Excerpted text —
⁂

C'mon now, everybody, finish it with me:
"....Take time to check the gauge".
The baby sweater I made on the ribber recently was a great example of why doing a gauge swatch can be very helpful. Then, there are times when "close enough" is good enough. There are times too, when a swatch can lie. And then there are times when swatching really pays off.
I'm working on a project, and the pattern gauge was 29st/35 rows for 4". I got a decent fabric with 28st/30 rows. Now, 28 to 29 sts...that doesn't sound like much, does it? But, hypothesize...that's one stitch too big for every 4". On a 40" sweater, I would be 10 sts too big. Those 10sts, in my gauge, add up to 1 1/2". Depending on the fit and design of the sweater, that could be huge. The row gauge is funnier. The difference between 30 and 35 sounds big, but at the inch level, it's 8.75 vs 10 rows per inch. That's just 1.25 rows per inch difference. Not much? Over a 25" sweater, that's like, 34 rows difference.
I thought at first I'd make a smaller size. But my gauge is not proportionally different than the pattern. So, I pretty much had to re-write the pattern, which wasn't too bad because there are really good schematics. But more work than I wanted to do, especially while I had a sinus infection.
However, when I've pinned out each piece to steam it, they are EXACTLY the size they should be!
Now, I just hope the measurements I was given are accurate!

⁂

Data excerpt —
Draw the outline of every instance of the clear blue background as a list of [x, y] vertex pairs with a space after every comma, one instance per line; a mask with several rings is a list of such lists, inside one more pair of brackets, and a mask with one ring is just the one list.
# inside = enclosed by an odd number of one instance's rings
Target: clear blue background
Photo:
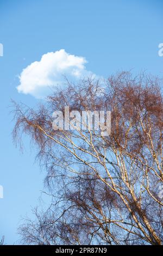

⁂

Work instruction A —
Extract the stretch of the text on gauge swatching from "I thought at" through "a sinus infection.".
Work instruction B —
According to the text on gauge swatching, what gauge did the pattern call for over 4 inches?
The data are independent of the text on gauge swatching and should be treated as separate material.

Written reply A —
I thought at first I'd make a smaller size. But my gauge is not proportionally different than the pattern. So, I pretty much had to re-write the pattern, which wasn't too bad because there are really good schematics. But more work than I wanted to do, especially while I had a sinus infection.

Written reply B —
29 stitches and 35 rows per 4 inches.